Aim of the exercise.
What lines in the listing below hold the string "each"? Please copy them out.

Data extract.
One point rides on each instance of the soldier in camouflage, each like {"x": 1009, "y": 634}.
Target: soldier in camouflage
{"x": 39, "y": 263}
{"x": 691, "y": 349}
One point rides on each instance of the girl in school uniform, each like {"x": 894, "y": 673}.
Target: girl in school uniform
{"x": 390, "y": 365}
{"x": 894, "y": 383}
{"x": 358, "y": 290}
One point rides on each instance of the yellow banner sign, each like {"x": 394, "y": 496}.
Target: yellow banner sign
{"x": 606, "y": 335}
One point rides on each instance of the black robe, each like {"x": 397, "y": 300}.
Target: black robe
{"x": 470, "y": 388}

Exercise answer.
One point rides on each instance of the soldier in camouflage, each like {"x": 1009, "y": 634}.
One point rides on each instance of the girl in school uniform, each like {"x": 894, "y": 673}.
One point rides on each instance of the yellow banner sign, each like {"x": 394, "y": 496}.
One point rides on each instance of the black robe, each like {"x": 397, "y": 300}.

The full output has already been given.